Rows from a dataset for labeling boxes:
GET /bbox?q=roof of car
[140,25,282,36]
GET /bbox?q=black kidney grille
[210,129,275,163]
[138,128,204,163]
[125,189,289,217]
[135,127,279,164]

▸ Job: Write out the data again with "roof" replaced by "top" and everything else unchanged.

▸ Response below:
GET /bbox?q=top of car
[140,25,282,36]
GET /bbox?q=black kidney grille
[210,129,275,163]
[138,128,204,163]
[125,189,289,217]
[135,127,279,164]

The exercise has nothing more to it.